Region pointing data:
********

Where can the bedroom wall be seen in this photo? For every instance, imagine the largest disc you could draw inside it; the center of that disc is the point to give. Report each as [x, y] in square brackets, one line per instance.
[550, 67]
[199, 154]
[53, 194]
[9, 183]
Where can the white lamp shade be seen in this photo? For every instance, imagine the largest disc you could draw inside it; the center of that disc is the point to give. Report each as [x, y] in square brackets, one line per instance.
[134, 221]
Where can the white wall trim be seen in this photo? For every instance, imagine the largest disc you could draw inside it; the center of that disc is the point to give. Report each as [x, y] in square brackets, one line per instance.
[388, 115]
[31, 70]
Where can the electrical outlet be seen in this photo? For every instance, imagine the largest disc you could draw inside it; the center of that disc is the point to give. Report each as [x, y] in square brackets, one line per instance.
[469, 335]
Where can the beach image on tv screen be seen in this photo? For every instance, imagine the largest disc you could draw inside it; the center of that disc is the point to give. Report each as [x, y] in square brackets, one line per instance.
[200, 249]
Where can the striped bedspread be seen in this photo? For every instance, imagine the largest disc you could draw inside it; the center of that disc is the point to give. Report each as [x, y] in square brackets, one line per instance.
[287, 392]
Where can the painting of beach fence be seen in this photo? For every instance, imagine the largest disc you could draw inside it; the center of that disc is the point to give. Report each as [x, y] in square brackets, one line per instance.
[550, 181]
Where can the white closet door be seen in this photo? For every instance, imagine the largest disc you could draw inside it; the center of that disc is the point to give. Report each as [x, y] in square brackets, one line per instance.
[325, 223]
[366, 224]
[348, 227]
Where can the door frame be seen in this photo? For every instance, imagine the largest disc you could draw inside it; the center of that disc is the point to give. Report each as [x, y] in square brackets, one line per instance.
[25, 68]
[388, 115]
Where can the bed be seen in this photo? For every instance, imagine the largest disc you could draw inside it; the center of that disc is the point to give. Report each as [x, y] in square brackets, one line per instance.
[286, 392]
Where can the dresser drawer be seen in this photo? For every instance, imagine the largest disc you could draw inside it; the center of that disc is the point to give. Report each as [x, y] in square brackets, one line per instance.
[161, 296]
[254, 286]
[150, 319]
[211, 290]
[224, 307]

********

| ASSIGNMENT |
Write out the data above once more, exactly as it stands.

| OUTPUT FOR THIS TASK |
Where can the bedroom wall be seen in this photo? For every instance, imagine the largest disc you could draw inside it; the center of that disc is the point to give. Report each as [x, y] in square brackets, one line per instance.
[550, 67]
[199, 154]
[53, 194]
[9, 183]
Where can the white lamp shade be seen in this photo? For every instance, imagine the largest disc you could draw inside it; the center of that disc is the point to give. Report each as [x, y] in square brackets, one line per instance.
[134, 221]
Where can the white wall trim be seen in this photo? For every instance, imagine the largest disc you could draw inside it; the center of that disc is the point to give. Report each as [x, y] in square brackets, one line per instance.
[388, 115]
[31, 70]
Where can the electrical outlet be seen in this photo? For every instance, imagine the largest disc you could draw inside it; the center of that disc is the point to give. Report each as [x, y] in square brackets, one line per instance.
[469, 335]
Where can the beach image on tv screen be seen in this photo? For every instance, imagine the largest disc you could draw inside it; the center of that disc is the point to give. Report each as [x, y] in square brackets, one line per instance.
[200, 249]
Where can the striped bedspread be seen in this photo? For every instance, imagine the largest disc you could draw inside it; the center of that disc is the point to give. Report each as [x, y] in square brackets, one line per instance.
[287, 392]
Where can the painting of beach fence be seen in this photo? For every instance, imagine the largest disc you could draw inside it; the center of that disc is the point to give. Report each as [x, y] in square brackets, one line per instance.
[550, 181]
Where can the white closet door be seen in this photo? For every instance, imagine the largest disc you could draw inside it; the center of that disc is the point to give. Report each as [x, y] in square brackets, one line per instance.
[325, 223]
[366, 224]
[348, 227]
Where can the door frame be seen in this photo? For every instance, imagine the largest disc you could draw inside it; the center of that disc is the point to give. Report each as [x, y] in square brackets, one line per instance.
[25, 68]
[388, 115]
Where can the bed be seen in this photo? For every instance, imagine the largest disc you could draw inside it; the center of that disc is the point to give. Report each as [x, y] in square brackets, one line per instance.
[286, 392]
Where can the dresser drawer be seen in this photo? For every instance, imagine the largest disc you could draw inside it; the center of that disc is the point to give. Report each as [x, y] in square brackets, one line per instance.
[161, 296]
[254, 286]
[150, 319]
[211, 290]
[224, 307]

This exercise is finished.